### WHAT IS EXPECTED:
All the data below goes into the copy word for word, but the pictures don't.

### AVAILABLE RECORDS:

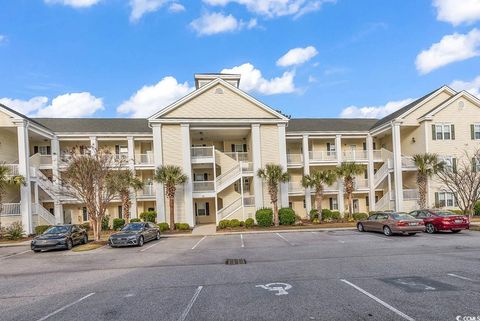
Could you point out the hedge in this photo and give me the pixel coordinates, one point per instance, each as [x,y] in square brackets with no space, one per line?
[264,217]
[286,216]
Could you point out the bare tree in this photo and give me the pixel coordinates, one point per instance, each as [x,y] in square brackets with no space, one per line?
[90,178]
[463,181]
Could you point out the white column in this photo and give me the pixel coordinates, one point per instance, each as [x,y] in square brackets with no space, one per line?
[187,168]
[306,171]
[131,166]
[370,174]
[158,160]
[257,164]
[57,207]
[397,166]
[24,170]
[340,195]
[282,150]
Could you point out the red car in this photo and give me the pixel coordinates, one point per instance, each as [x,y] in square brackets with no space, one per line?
[440,220]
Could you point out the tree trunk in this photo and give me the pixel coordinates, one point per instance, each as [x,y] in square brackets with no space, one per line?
[171,203]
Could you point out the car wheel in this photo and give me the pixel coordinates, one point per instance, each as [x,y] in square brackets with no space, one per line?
[430,228]
[69,244]
[360,227]
[387,231]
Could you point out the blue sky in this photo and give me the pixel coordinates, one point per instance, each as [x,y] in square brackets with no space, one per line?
[343,58]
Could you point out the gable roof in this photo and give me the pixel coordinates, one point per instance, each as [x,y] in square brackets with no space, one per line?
[96,125]
[330,124]
[407,108]
[208,86]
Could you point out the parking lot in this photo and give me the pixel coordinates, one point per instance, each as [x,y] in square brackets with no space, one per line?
[336,275]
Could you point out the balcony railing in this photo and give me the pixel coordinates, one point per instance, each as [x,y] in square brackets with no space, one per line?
[294,159]
[204,186]
[323,156]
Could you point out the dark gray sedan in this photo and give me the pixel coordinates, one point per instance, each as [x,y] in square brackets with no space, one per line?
[135,234]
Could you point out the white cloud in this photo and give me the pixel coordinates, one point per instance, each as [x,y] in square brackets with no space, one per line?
[472,86]
[214,23]
[374,111]
[68,105]
[176,7]
[253,81]
[150,99]
[454,12]
[451,48]
[297,56]
[275,8]
[74,3]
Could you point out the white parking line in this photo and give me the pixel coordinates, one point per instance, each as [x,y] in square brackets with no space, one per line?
[65,307]
[12,255]
[149,247]
[371,296]
[196,244]
[190,304]
[285,239]
[460,277]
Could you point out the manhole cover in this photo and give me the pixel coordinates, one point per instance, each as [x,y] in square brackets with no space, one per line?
[418,284]
[235,261]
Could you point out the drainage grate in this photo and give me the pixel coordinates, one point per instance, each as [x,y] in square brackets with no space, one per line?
[235,261]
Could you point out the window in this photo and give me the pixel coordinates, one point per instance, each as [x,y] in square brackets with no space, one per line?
[443,132]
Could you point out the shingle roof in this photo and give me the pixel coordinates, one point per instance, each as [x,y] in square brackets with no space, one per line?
[96,125]
[330,124]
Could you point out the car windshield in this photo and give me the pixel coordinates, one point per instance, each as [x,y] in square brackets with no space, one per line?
[57,230]
[133,227]
[402,216]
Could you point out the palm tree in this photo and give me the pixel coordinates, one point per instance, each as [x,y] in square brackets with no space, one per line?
[125,181]
[273,175]
[170,176]
[7,179]
[318,180]
[348,171]
[427,165]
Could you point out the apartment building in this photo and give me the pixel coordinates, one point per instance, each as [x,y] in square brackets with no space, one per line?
[221,136]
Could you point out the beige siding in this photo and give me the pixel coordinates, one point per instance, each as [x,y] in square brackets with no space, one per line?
[211,105]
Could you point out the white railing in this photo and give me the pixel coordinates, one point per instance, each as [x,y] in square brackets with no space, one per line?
[238,156]
[229,209]
[294,159]
[355,155]
[202,152]
[144,159]
[10,209]
[248,201]
[322,156]
[203,186]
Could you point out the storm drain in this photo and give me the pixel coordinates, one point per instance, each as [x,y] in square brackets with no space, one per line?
[235,261]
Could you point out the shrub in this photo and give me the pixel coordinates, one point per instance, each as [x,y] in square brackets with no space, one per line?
[150,216]
[41,228]
[118,223]
[224,224]
[163,226]
[264,217]
[182,226]
[14,231]
[106,223]
[360,216]
[249,222]
[286,216]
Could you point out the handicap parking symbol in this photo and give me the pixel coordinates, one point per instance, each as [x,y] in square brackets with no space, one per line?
[280,288]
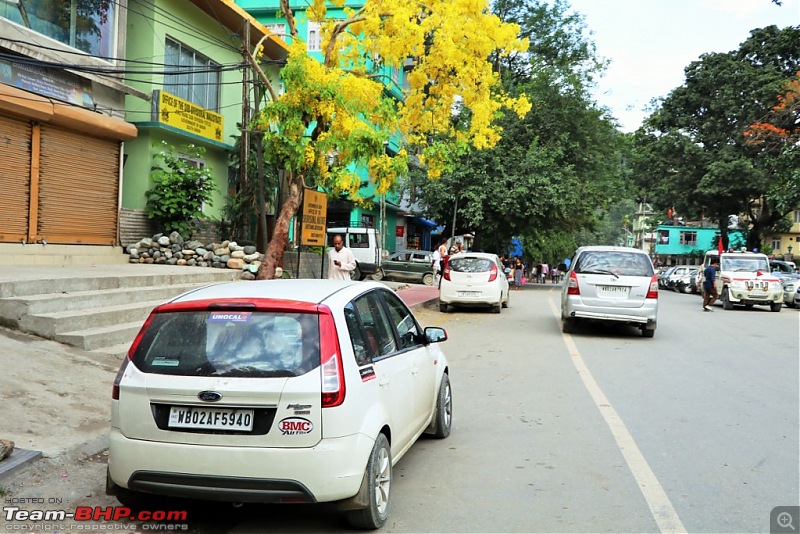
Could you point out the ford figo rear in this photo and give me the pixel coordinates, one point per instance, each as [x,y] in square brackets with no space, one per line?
[277,391]
[610,284]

### RESULT OF THIS TASK:
Could you point out the hedge in this photo and give me the pixel coordinates, one point per instance, each as [x,y] in square brackets with no space, one per line?
[264,217]
[286,216]
Could you point out the bare tree in this photo and give me the pixel coordinates, one point per instance, each as [x,y] in square brackets with no space, one per line?
[90,178]
[463,181]
Could you point out the white column in this photo and give me the pixel coordinates, one point per instance, each as [x,y] in square brackets with no space, one per line?
[187,168]
[306,171]
[131,166]
[370,174]
[158,160]
[257,164]
[57,207]
[397,166]
[24,170]
[340,195]
[282,150]
Could you point out the red car in this photo and give me the pixel coordinates, one point per instance, each as [x,y] in square brackets with no space, one per line?
[440,220]
Could you point out the tree trunk in this photo and give me the pixel coordinates, one point per instance, each as [x,y] in square brackets with no space, one per line?
[171,203]
Could you point out the car wheel in this photo and give me the pixel coordinates, one point per instance, each as [x,y] in square brackets with no space, one per line?
[430,228]
[69,244]
[360,227]
[387,231]
Could you point out the blue sky in this photo and give me the pixel coordinates, one point per instance, each as [x,y] in square brackets with no space, one per line?
[343,58]
Could you point out the gable roof in this photo and give me the pixel coordinates, one point per instance, each as [x,y] in square brackets with no space, one per line?
[96,125]
[330,124]
[407,108]
[208,86]
Could you point out the parking lot in this photo and give me the pixel coordinates, one point per instance, each as [x,y] in square brackets with no space, one per line?
[336,275]
Could you point out the balcony railing in this photo and give me the pixel coordinates, one point per instance, each as [x,y] in square brackets with no space, one per line?
[294,159]
[204,186]
[323,156]
Could you point out the dark gray sedan in this photo and give me the pixel coordinates, one point per instance, each as [x,y] in square brackets with no space, one per line?
[135,234]
Could you point out the white cloud in this photo and give me the pixel coordinates, one point per instance, each as [x,y] in square brackets with no space, one per line?
[472,86]
[214,23]
[374,111]
[68,105]
[176,7]
[253,81]
[150,99]
[454,12]
[451,48]
[297,56]
[275,8]
[74,3]
Could you point out the white parking line in this photo and give me the pixel coordinates, one point per instance, each as [x,y] in square brackets with no space, one per line?
[65,307]
[12,255]
[149,247]
[371,296]
[196,244]
[190,304]
[285,239]
[460,277]
Could you point out the manhole cover in this photo and give me the pixel coordinates, one point per instance, each as [x,y] in square brackets with no space, one per line?
[418,284]
[235,261]
Could you point out the drainage grate in this photo and give me the pixel coordinates, one point per instance, each as [x,y] in square brackets with no space, one per line?
[235,261]
Could you point out the window in this photo and give me the pixel coordinates, one point per instance, each as [x,y] in square brackets with no space, one per line?
[443,132]
Could you point out the shingle roof in this photo and give me the pixel coordinates, one point per instance, each as [x,y] in square brackets with no space, one per line?
[96,125]
[330,124]
Could you point out the car windshield in this photo and give me the pixel coordinates, one point per instance, each as [x,y] in square brackets with no space, one per line?
[57,230]
[133,227]
[402,216]
Could you point out the palm tree in this photo and give me the pixel coordinates, one point per instance, each as [x,y] in square brackets with no space, one per line?
[125,181]
[273,175]
[170,176]
[7,179]
[318,180]
[348,171]
[427,165]
Could you point out the apartment building in this photo and give me the pixel coordinates, one point per instance, each as [x,y] in square brackets with no space, one per line?
[221,136]
Could you point out the beige siding in this photo and give me the pixel coordinates, one point per instance, each as [x,y] in square brackets with no space, one per line?
[211,105]
Could you point out the white railing in this photo and give me the pixel coordinates, one point per instance, each as [x,y] in square brackets with no space, one per line?
[238,156]
[229,209]
[294,159]
[355,155]
[202,152]
[144,159]
[10,209]
[248,201]
[322,156]
[203,186]
Could you point out the storm drain in this photo and give me the pixel coordinates, one point per instance, each as [x,y] in square brackets with no space, one per line?
[235,261]
Could you point out the shrub in this photo and give me the pixel coordinates, one point per instance, each as [x,y] in square brackets with no space, one per line?
[150,216]
[41,228]
[118,223]
[224,224]
[163,226]
[264,217]
[182,226]
[14,231]
[106,223]
[360,216]
[249,222]
[286,216]
Could you point out the handicap parking symbol in this photo and give me the pixel coordinates, one point per instance, each as [x,y] in square brackets with no space, one per line?
[280,288]
Could you point out the ford figo rear in this photo and give me the pixel coordinates, one point per instance, each as [x,y] in square brackets with no space, one per line?
[277,391]
[610,284]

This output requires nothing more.